**What you should do**
Reproduce the items line for line, starting at the very beginning and ending at the line that contains "183], [83, 169]]". Leave the picture out of your copy.

**The input**

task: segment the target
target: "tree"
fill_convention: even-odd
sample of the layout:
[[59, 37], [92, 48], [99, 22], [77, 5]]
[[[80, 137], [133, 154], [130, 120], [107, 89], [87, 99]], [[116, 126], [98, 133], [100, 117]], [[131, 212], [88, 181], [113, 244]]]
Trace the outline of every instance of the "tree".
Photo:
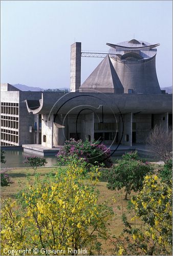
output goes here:
[[[158, 177], [146, 176], [143, 188], [133, 197], [135, 215], [115, 243], [118, 255], [171, 255], [172, 243], [172, 185], [158, 181]], [[141, 223], [135, 226], [136, 219]]]
[[172, 157], [172, 130], [166, 132], [160, 124], [155, 125], [146, 139], [148, 148], [165, 163]]
[[6, 163], [6, 160], [4, 156], [4, 151], [1, 150], [1, 163]]
[[109, 189], [121, 189], [125, 187], [125, 200], [131, 191], [139, 190], [142, 188], [142, 182], [145, 175], [153, 170], [148, 162], [143, 163], [137, 159], [137, 153], [127, 153], [118, 161], [118, 164], [107, 172]]
[[73, 158], [79, 158], [93, 165], [103, 164], [108, 167], [112, 165], [110, 156], [110, 149], [103, 144], [98, 144], [88, 140], [76, 141], [72, 138], [65, 141], [64, 146], [57, 155], [60, 164], [68, 164]]
[[36, 157], [36, 156], [25, 156], [24, 163], [28, 164], [30, 166], [32, 167], [35, 174], [37, 167], [44, 166], [47, 162], [46, 158], [44, 157]]
[[76, 165], [63, 170], [43, 180], [36, 175], [17, 200], [3, 202], [2, 251], [4, 248], [49, 248], [64, 250], [66, 253], [55, 254], [67, 255], [68, 248], [86, 247], [91, 254], [105, 238], [112, 210], [97, 203], [97, 179], [90, 176], [91, 185], [86, 183], [83, 169]]

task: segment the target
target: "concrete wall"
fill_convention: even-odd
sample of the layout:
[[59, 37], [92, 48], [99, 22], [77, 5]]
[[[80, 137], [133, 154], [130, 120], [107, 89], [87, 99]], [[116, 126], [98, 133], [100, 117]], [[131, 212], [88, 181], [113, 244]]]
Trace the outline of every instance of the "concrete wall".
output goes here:
[[75, 42], [71, 47], [70, 91], [78, 90], [81, 82], [81, 42]]
[[[26, 98], [38, 99], [41, 97], [39, 92], [20, 92], [19, 103], [19, 145], [34, 143], [34, 116], [28, 113], [25, 101]], [[32, 126], [32, 132], [29, 132], [29, 126]]]
[[159, 125], [160, 124], [165, 130], [165, 132], [167, 132], [168, 129], [168, 113], [165, 114], [155, 114], [154, 115], [154, 126], [156, 125]]
[[[123, 115], [124, 121], [124, 133], [122, 143], [127, 146], [132, 146], [132, 113]], [[128, 139], [127, 140], [127, 137]]]
[[136, 123], [136, 143], [145, 143], [152, 129], [152, 115], [133, 115], [133, 122]]
[[94, 140], [94, 114], [84, 115], [84, 119], [82, 121], [82, 139], [89, 140]]

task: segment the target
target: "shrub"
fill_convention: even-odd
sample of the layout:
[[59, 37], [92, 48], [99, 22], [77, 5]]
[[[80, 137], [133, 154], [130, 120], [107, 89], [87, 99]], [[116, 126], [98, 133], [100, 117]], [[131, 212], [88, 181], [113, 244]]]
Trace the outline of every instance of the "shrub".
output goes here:
[[163, 168], [159, 170], [159, 176], [161, 181], [169, 183], [172, 177], [172, 161], [169, 160], [164, 165]]
[[125, 187], [125, 200], [132, 190], [137, 191], [142, 188], [144, 177], [153, 171], [153, 166], [148, 162], [143, 163], [142, 161], [135, 160], [133, 156], [136, 158], [136, 153], [127, 154], [107, 173], [108, 189], [119, 190]]
[[106, 238], [112, 210], [97, 203], [97, 179], [91, 176], [89, 185], [83, 174], [76, 165], [44, 180], [37, 174], [34, 183], [30, 182], [16, 201], [4, 201], [2, 252], [4, 248], [49, 248], [65, 250], [66, 253], [58, 254], [67, 255], [68, 248], [86, 247], [88, 254], [93, 253], [101, 239]]
[[91, 142], [86, 140], [82, 141], [74, 139], [66, 141], [64, 146], [57, 155], [58, 163], [67, 165], [73, 158], [82, 159], [84, 161], [93, 165], [104, 164], [105, 167], [111, 167], [112, 162], [110, 158], [111, 151], [103, 144], [100, 145]]
[[[157, 176], [146, 176], [142, 190], [133, 197], [135, 227], [126, 223], [126, 228], [115, 243], [116, 254], [171, 255], [171, 181], [168, 185], [158, 180]], [[140, 228], [135, 226], [136, 218], [141, 222]]]
[[34, 174], [35, 174], [37, 167], [44, 166], [45, 164], [47, 163], [46, 158], [44, 157], [39, 157], [36, 156], [25, 156], [24, 158], [24, 163], [25, 164], [28, 164], [30, 166], [32, 167], [32, 168], [34, 169]]

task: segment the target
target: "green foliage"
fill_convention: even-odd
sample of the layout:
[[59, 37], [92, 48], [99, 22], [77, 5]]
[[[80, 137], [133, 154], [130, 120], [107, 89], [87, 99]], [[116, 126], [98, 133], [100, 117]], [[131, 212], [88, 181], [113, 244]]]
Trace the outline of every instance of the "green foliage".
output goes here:
[[24, 161], [25, 164], [28, 164], [30, 166], [32, 167], [35, 174], [37, 167], [44, 166], [47, 163], [46, 158], [44, 157], [36, 157], [36, 156], [26, 156]]
[[161, 181], [169, 183], [172, 177], [172, 160], [168, 160], [163, 168], [159, 170], [159, 177]]
[[110, 158], [111, 151], [103, 144], [98, 144], [90, 142], [88, 140], [82, 141], [70, 139], [66, 141], [64, 146], [57, 155], [58, 163], [67, 165], [73, 159], [79, 159], [86, 162], [89, 165], [111, 167], [112, 162]]
[[6, 187], [10, 186], [12, 182], [9, 176], [7, 174], [6, 172], [2, 172], [1, 173], [1, 186]]
[[[97, 175], [98, 169], [94, 170]], [[86, 247], [89, 255], [101, 252], [112, 210], [98, 204], [93, 169], [87, 183], [80, 166], [70, 165], [66, 170], [49, 174], [44, 179], [37, 174], [15, 201], [3, 202], [2, 255], [4, 248], [48, 248], [64, 250], [58, 254], [67, 255], [68, 248]]]
[[130, 194], [132, 190], [137, 191], [142, 188], [144, 177], [153, 170], [151, 165], [136, 160], [136, 153], [126, 154], [122, 160], [118, 161], [117, 165], [107, 172], [108, 189], [120, 190], [125, 187], [126, 200], [127, 195]]
[[[118, 255], [171, 255], [172, 243], [172, 187], [146, 176], [143, 188], [133, 197], [135, 227], [129, 223], [117, 239], [114, 253]], [[136, 219], [142, 223], [135, 226]]]
[[4, 151], [1, 150], [1, 163], [6, 163], [6, 160], [5, 160], [5, 156], [4, 156]]

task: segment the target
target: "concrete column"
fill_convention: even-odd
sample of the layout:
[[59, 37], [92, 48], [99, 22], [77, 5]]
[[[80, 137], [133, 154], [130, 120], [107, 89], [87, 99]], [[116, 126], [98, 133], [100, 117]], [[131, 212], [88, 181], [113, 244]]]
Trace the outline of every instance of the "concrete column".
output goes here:
[[154, 115], [154, 126], [161, 125], [164, 129], [165, 132], [167, 133], [168, 131], [168, 113], [157, 114]]
[[[53, 115], [41, 115], [41, 145], [45, 147], [53, 147]], [[45, 137], [46, 136], [46, 137]]]
[[76, 91], [80, 86], [81, 43], [76, 42], [71, 46], [70, 91]]
[[164, 126], [167, 133], [168, 132], [168, 113], [166, 113], [165, 114], [165, 120], [164, 120], [165, 121]]
[[85, 114], [84, 119], [82, 120], [82, 139], [94, 140], [94, 114]]
[[34, 127], [35, 129], [35, 123], [37, 123], [37, 131], [36, 133], [34, 132], [34, 135], [36, 136], [36, 141], [34, 141], [35, 144], [39, 144], [39, 115], [36, 114], [34, 115]]
[[133, 113], [124, 115], [123, 144], [127, 146], [132, 146], [132, 121]]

**Solution below**
task: segment the target
target: "tree"
fill_convention: even-odd
sample of the layout:
[[59, 37], [92, 48], [99, 22], [77, 5]]
[[[80, 137], [133, 154], [130, 120], [107, 89], [87, 99]], [[116, 126], [98, 133], [100, 117]], [[131, 212], [88, 181], [113, 244]]]
Trace the outline of every instance of the "tree".
Photo:
output goes here:
[[[158, 177], [146, 176], [143, 188], [133, 197], [135, 215], [115, 243], [118, 255], [171, 255], [172, 243], [172, 185], [158, 181]], [[141, 223], [135, 226], [136, 219]]]
[[172, 157], [172, 130], [166, 132], [160, 124], [155, 125], [146, 139], [148, 148], [165, 163]]
[[6, 163], [6, 160], [4, 156], [4, 151], [1, 150], [1, 163]]
[[109, 189], [121, 189], [125, 187], [125, 200], [131, 191], [139, 190], [142, 188], [142, 182], [145, 175], [153, 170], [148, 162], [143, 163], [137, 159], [137, 153], [127, 153], [118, 161], [118, 164], [107, 172]]
[[73, 158], [79, 158], [93, 165], [103, 164], [108, 167], [112, 165], [110, 156], [110, 149], [103, 144], [98, 144], [88, 140], [76, 141], [72, 138], [65, 141], [64, 146], [57, 155], [60, 164], [68, 164]]
[[36, 157], [36, 156], [25, 156], [24, 163], [28, 164], [30, 166], [32, 167], [35, 174], [37, 167], [44, 166], [47, 162], [46, 158], [44, 157]]
[[76, 165], [63, 170], [43, 180], [36, 175], [17, 200], [3, 202], [2, 251], [4, 248], [49, 248], [64, 250], [66, 253], [55, 254], [67, 255], [68, 248], [86, 247], [91, 254], [105, 238], [112, 210], [97, 203], [97, 179], [90, 176], [91, 185], [86, 183], [83, 169]]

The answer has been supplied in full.